_How to complete this task_
Images stay out. Everything else in the records is repeated exactly.
= Beginning of Section =
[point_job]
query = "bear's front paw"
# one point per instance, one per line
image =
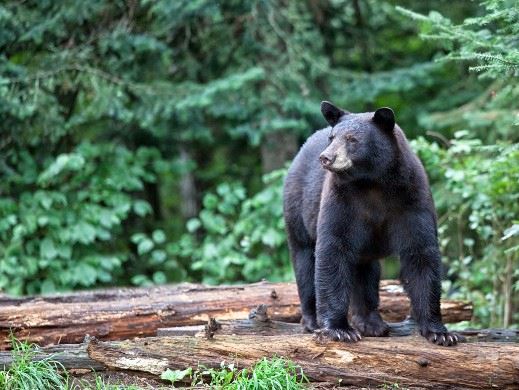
(371, 325)
(348, 335)
(309, 323)
(445, 338)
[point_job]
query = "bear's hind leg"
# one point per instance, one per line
(365, 300)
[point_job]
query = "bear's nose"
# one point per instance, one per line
(327, 160)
= End of Section =
_Worked solution_
[point_job]
query = "bear's front paw"
# one point per instance, one per line
image =
(371, 325)
(348, 335)
(309, 323)
(445, 338)
[point_job]
query = "bear's hind leg"
# one point per instance, one per line
(365, 300)
[point_job]
query = "bear's nose"
# one point per instance, one per line
(327, 160)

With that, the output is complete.